**TRECHO DO TEXTO:**

Metanol em bebidas: só teste de laboratório pode detectar
O governo de São Paulo anunciou um novo protocolo de testagem rápida para identificar contaminação por metanol em casos suspeitos. A partir de agora, amostras de sangue ou urina coletadas em unidades de saúde serão analisadas em até uma hora pelo Laboratório de Toxicologia Analítica Forense (Latof), do Departamento de Química da Universidade de São Paulo em Ribeirão Preto.
O método utilizado é a cromatografia gasosa (é uma técnica laboratorial usada para separar e identificar substâncias químicas em uma mistura), considerada o padrão ouro para detecção da substância. O Instituto Adolfo Lutz será responsável pela logística de transporte das amostras até o laboratório.
Segundo o governo, o objetivo é acelerar o diagnóstico para permitir tratamento imediato e aumentar a efetividade das ações de saúde pública diante do aumento de casos de intoxicação.

**TAREFA:** Segundo o texto sobre o metanol, qual instituição cuidará do transporte das amostras até o laboratório?

**DADOS PARA ANÁLISE:**
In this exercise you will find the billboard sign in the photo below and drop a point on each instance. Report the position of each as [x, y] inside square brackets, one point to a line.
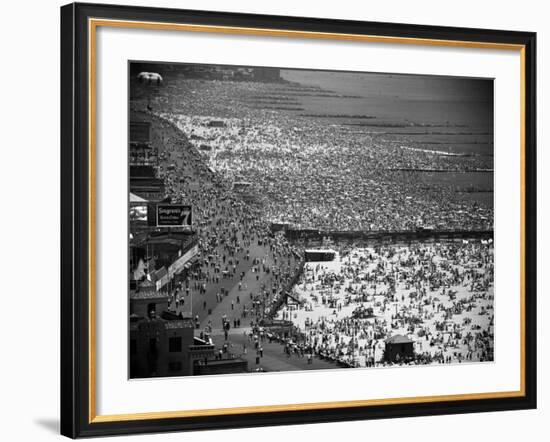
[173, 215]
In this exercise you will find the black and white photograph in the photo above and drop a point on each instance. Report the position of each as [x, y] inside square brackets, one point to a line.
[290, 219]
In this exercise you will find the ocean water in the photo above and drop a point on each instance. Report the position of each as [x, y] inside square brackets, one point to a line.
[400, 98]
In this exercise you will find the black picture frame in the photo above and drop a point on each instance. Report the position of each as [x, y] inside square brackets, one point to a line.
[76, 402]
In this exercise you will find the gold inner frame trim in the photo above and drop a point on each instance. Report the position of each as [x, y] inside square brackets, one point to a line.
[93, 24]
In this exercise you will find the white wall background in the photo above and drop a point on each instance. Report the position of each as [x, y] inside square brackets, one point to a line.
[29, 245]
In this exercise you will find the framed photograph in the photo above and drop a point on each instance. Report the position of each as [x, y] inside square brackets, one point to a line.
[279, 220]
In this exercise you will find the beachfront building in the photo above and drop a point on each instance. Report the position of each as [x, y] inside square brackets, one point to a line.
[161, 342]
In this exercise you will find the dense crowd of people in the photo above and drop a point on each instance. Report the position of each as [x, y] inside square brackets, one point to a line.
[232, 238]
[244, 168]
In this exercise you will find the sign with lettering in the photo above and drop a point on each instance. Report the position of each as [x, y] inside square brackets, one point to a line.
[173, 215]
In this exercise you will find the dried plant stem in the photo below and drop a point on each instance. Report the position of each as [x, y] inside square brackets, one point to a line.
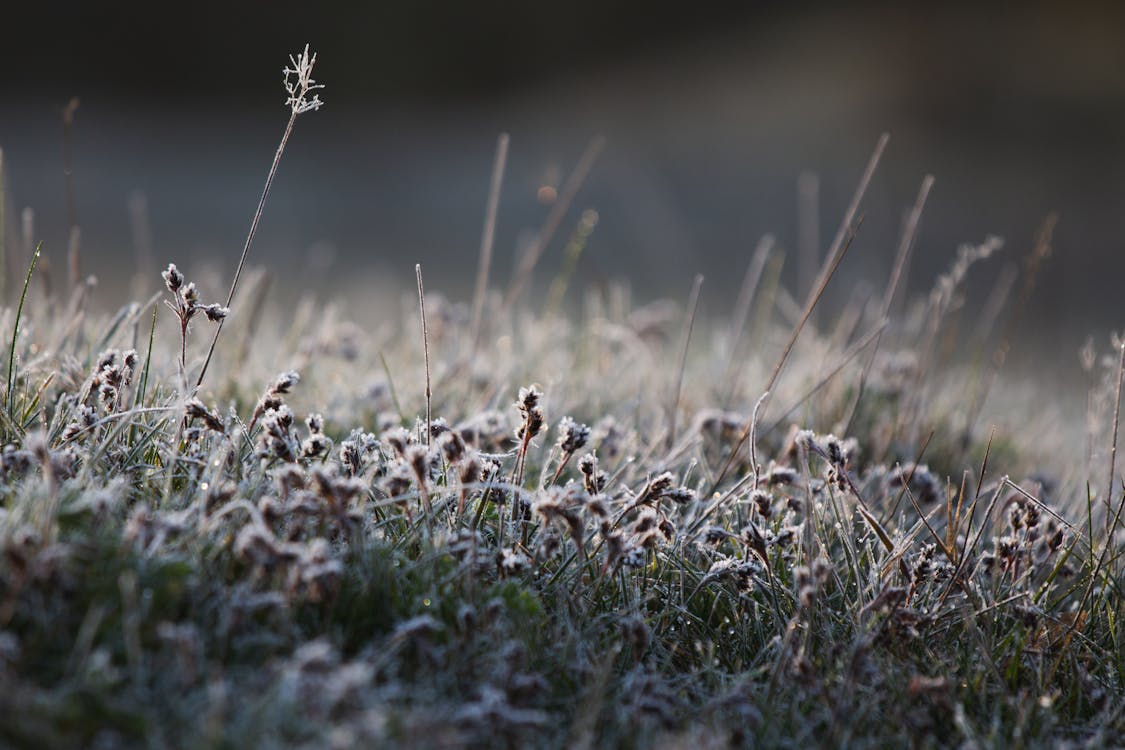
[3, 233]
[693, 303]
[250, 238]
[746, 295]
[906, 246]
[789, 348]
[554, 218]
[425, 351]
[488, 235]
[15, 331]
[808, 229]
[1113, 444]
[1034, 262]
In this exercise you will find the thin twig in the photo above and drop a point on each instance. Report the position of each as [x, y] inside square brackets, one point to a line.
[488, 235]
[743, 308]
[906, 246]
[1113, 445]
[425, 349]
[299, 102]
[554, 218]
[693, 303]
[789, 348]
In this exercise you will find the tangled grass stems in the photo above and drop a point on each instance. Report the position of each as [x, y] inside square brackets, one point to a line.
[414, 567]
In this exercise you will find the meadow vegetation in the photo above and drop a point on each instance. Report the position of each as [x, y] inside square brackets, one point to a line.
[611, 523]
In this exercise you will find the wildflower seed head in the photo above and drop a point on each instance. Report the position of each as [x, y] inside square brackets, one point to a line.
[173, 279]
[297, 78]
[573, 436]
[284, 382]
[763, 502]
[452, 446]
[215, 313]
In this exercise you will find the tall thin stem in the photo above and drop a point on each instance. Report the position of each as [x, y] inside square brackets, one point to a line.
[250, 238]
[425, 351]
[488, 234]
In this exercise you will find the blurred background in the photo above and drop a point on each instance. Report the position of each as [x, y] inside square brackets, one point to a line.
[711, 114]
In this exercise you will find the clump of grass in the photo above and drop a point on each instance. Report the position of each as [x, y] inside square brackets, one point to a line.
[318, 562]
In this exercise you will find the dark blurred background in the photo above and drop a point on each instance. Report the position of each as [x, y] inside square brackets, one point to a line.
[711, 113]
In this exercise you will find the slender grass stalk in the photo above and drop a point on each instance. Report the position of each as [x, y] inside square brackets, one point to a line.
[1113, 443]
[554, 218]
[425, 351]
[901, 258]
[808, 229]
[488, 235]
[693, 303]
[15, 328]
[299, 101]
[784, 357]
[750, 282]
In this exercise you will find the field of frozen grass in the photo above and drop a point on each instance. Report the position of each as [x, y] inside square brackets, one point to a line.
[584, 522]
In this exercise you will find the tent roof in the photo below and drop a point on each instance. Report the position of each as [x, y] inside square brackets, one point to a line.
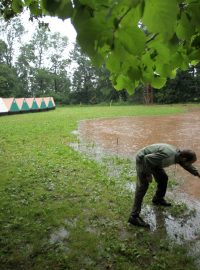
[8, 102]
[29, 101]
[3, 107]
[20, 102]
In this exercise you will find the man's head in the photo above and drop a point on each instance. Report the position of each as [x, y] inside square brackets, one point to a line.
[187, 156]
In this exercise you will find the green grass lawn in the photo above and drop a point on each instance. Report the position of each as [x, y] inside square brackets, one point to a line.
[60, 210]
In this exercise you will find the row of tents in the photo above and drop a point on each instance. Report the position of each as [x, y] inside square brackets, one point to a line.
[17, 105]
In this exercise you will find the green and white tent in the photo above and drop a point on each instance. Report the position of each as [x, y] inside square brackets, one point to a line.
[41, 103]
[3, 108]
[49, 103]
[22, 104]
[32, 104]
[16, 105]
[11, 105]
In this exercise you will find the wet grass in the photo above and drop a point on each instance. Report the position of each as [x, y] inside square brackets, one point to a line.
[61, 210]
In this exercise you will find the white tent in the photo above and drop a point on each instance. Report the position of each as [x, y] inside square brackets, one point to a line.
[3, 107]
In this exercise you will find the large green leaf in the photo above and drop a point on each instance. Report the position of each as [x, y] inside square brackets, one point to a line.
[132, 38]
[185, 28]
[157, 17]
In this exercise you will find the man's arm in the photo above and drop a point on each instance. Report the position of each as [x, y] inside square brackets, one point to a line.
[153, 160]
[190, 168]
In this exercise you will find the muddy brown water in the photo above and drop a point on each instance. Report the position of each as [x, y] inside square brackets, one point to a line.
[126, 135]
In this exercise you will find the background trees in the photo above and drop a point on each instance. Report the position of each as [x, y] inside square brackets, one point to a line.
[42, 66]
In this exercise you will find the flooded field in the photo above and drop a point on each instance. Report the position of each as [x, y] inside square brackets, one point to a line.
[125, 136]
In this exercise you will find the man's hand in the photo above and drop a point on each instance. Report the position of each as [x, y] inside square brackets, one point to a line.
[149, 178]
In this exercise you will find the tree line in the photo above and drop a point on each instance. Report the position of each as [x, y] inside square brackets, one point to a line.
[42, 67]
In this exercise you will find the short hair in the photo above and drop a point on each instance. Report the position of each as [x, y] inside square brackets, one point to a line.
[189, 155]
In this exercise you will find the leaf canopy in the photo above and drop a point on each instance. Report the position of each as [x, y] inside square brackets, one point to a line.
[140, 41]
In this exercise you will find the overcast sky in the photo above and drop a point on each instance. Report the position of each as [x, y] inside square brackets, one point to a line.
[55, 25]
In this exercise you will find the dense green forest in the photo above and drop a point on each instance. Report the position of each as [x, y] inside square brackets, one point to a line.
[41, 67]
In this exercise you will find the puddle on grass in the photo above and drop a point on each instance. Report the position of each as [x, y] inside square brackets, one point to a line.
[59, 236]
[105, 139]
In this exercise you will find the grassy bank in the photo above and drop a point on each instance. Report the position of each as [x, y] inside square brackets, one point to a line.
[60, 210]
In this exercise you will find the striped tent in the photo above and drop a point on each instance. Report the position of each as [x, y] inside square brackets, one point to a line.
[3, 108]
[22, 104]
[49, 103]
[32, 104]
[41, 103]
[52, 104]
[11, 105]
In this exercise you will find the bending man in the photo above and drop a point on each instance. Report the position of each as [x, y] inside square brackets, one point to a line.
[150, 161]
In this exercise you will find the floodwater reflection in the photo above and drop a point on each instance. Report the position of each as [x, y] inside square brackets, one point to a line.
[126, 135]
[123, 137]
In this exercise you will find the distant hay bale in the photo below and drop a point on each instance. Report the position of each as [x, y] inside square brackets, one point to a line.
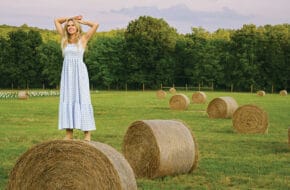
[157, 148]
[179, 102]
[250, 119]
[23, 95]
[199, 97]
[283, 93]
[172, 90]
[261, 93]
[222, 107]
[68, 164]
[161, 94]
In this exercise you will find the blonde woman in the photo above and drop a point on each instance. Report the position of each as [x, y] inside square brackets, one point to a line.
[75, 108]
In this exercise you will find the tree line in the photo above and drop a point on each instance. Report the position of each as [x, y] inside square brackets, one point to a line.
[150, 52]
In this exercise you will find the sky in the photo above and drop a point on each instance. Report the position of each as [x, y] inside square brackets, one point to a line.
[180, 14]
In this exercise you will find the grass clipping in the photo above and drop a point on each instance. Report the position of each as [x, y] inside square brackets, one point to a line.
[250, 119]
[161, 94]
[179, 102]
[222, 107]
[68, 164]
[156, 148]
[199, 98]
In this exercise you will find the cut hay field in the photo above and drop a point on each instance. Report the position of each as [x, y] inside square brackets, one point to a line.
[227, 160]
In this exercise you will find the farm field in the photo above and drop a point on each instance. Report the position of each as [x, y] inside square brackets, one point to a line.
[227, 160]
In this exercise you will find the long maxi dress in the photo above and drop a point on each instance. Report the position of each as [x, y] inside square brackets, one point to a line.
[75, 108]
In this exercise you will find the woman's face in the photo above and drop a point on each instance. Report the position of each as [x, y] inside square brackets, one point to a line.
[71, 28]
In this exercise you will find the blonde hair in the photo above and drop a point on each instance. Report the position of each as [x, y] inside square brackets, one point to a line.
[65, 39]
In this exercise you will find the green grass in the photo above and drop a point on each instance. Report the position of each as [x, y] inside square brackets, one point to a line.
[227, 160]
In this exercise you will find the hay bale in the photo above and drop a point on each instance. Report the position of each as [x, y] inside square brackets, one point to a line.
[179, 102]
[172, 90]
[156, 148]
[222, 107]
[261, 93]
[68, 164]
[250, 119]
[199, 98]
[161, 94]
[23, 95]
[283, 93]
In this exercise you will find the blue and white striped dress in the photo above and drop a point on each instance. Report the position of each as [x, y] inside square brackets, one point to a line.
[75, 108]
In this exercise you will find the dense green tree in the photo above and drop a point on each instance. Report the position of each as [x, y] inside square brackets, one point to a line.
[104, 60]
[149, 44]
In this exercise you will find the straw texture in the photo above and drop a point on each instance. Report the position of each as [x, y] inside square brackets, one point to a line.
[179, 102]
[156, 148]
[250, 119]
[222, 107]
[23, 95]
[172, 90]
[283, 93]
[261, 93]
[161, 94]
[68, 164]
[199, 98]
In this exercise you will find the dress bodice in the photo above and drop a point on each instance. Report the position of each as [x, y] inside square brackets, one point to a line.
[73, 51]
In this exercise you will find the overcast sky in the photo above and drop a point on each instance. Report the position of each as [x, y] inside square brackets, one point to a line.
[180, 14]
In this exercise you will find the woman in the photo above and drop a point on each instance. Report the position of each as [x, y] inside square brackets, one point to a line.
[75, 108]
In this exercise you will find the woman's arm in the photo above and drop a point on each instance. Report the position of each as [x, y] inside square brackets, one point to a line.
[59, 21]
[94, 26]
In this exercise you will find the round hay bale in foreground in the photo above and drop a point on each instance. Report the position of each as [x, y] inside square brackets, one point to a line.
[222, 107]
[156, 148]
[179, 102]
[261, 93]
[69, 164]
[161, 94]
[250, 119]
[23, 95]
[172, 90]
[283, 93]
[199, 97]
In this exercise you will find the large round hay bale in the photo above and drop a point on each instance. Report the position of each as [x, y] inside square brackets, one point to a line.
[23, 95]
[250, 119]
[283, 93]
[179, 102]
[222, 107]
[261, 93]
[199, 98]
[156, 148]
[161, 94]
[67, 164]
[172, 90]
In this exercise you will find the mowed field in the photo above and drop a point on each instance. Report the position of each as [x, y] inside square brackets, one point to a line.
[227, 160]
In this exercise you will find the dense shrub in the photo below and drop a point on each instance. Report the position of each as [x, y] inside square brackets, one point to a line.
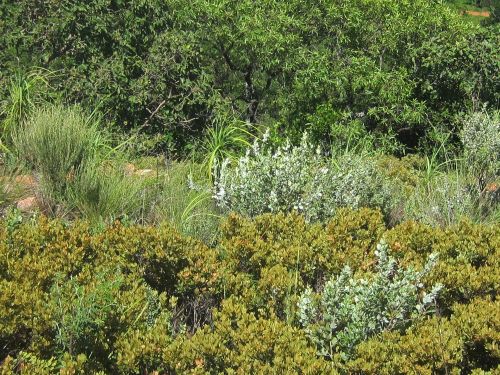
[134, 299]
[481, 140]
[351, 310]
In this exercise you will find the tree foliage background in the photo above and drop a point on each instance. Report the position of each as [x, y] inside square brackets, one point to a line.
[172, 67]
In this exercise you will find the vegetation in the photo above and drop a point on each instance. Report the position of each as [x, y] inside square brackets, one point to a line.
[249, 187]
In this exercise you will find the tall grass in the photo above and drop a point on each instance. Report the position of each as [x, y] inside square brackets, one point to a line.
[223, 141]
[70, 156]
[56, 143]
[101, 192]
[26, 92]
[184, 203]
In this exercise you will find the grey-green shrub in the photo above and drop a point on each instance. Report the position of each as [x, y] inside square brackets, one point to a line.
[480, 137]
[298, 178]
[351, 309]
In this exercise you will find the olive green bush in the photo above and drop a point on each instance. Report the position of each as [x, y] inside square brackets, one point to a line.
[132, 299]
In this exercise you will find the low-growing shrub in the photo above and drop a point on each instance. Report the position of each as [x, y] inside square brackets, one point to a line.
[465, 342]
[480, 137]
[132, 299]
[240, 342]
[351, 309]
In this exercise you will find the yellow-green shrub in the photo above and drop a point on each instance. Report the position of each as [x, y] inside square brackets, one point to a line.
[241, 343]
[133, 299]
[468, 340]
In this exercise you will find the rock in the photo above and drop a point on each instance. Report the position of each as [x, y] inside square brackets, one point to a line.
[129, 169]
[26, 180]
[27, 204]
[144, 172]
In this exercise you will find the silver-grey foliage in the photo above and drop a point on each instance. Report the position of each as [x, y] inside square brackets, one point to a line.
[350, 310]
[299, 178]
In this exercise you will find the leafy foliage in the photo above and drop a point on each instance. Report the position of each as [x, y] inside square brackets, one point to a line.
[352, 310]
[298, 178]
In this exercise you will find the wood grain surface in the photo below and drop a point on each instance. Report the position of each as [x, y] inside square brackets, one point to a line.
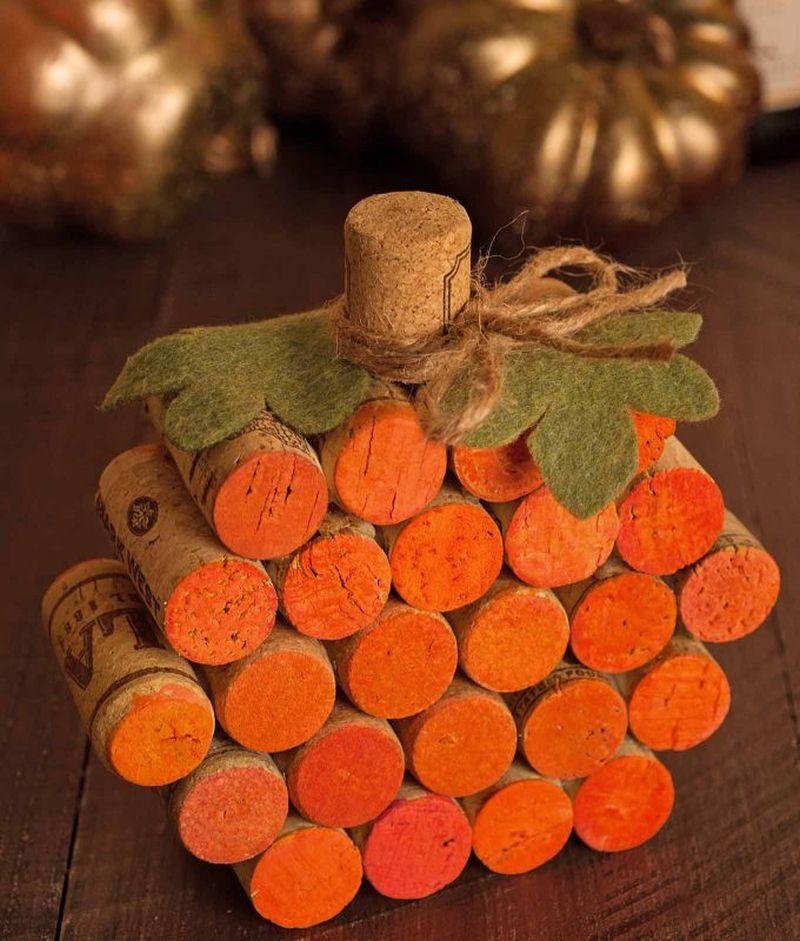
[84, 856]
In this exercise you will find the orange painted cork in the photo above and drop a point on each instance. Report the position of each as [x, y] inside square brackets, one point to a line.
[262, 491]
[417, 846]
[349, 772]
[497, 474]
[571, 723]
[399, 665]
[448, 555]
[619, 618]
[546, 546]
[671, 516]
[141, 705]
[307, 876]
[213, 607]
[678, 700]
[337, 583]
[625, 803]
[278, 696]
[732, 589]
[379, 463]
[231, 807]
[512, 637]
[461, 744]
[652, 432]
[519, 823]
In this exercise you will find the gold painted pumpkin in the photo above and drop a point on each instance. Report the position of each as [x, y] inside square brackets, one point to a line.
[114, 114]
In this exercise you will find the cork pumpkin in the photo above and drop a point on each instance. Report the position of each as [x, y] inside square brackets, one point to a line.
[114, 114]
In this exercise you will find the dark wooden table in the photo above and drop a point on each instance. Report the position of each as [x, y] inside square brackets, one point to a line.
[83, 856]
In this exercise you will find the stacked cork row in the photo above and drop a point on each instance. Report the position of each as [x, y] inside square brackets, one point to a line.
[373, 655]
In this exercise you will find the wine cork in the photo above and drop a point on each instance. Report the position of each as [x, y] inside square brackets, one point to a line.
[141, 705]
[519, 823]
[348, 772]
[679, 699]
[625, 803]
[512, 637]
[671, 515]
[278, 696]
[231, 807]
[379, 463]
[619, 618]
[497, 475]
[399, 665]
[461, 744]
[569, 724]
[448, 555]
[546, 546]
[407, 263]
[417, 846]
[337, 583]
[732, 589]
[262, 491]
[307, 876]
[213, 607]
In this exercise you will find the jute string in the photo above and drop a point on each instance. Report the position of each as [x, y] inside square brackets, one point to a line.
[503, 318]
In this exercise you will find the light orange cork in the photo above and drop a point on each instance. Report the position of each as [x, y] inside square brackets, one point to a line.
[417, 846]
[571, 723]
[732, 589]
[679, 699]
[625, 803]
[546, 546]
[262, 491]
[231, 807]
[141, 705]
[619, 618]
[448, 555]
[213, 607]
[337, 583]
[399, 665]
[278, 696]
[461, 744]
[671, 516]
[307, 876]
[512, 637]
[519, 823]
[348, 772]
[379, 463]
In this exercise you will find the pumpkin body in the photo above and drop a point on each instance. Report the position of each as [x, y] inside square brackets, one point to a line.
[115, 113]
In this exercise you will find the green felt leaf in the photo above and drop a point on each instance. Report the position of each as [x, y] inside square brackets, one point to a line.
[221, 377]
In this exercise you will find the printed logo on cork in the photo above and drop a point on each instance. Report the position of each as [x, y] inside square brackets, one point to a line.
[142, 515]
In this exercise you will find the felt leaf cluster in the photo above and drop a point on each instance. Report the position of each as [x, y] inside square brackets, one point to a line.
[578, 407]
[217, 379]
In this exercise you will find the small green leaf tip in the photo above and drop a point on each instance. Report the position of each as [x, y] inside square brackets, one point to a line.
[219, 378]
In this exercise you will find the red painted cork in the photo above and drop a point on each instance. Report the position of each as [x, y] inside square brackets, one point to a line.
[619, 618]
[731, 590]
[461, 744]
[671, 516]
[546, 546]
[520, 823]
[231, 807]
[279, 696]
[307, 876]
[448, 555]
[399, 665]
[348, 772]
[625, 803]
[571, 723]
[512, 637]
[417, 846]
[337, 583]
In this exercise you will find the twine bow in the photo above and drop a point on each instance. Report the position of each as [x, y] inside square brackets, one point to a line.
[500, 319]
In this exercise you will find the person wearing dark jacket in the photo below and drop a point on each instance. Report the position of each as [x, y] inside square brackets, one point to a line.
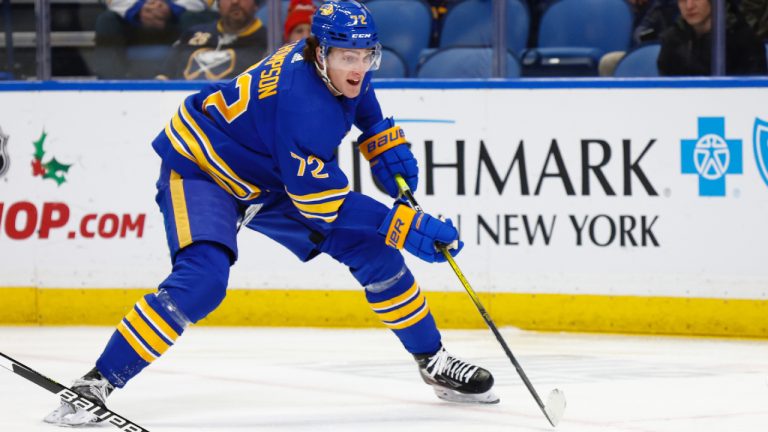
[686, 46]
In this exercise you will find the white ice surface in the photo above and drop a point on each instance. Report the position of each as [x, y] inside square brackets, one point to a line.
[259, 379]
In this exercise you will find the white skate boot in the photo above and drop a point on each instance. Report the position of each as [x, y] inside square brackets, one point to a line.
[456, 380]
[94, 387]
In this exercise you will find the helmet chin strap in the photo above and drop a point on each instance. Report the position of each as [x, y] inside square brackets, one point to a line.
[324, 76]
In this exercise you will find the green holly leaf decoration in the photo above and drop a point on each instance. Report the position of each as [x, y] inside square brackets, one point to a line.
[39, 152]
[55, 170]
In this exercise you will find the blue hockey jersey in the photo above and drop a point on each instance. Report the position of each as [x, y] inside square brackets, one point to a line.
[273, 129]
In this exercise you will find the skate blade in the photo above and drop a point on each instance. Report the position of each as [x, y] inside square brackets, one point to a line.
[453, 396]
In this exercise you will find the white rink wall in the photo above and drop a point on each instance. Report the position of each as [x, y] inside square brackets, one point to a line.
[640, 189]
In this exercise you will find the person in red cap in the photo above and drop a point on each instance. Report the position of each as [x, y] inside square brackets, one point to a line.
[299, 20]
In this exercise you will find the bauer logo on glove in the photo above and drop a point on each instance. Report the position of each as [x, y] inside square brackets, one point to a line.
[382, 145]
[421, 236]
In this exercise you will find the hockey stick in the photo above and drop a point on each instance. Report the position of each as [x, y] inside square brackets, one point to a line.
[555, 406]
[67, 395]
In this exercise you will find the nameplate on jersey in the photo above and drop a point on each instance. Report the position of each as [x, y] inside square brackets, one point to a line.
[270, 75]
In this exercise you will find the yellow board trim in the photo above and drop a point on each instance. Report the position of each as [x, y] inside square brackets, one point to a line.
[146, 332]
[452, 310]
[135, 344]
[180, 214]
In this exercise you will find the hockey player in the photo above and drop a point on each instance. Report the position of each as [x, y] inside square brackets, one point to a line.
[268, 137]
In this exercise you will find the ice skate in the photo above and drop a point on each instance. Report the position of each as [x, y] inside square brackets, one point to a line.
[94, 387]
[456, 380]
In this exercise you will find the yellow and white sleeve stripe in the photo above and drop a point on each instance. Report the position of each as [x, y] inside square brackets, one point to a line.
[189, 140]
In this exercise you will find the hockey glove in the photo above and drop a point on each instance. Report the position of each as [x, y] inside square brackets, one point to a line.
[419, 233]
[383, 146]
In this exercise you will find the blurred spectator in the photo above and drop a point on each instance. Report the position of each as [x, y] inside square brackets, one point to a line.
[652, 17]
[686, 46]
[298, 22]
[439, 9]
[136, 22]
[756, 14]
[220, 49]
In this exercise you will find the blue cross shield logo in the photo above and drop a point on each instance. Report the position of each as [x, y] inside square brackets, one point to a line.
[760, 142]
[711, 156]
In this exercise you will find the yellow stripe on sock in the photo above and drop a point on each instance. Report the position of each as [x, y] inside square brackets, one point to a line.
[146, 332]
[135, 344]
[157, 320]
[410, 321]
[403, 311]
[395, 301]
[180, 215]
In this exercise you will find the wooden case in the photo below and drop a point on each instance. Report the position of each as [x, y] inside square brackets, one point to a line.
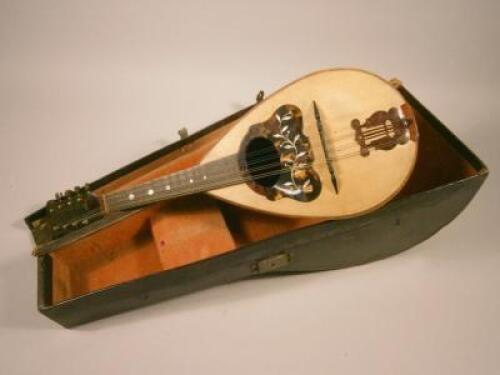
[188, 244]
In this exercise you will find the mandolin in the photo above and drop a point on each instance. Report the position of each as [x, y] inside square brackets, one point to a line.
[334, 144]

**RESPOSTA:** O Instituto Adolfo Lutz.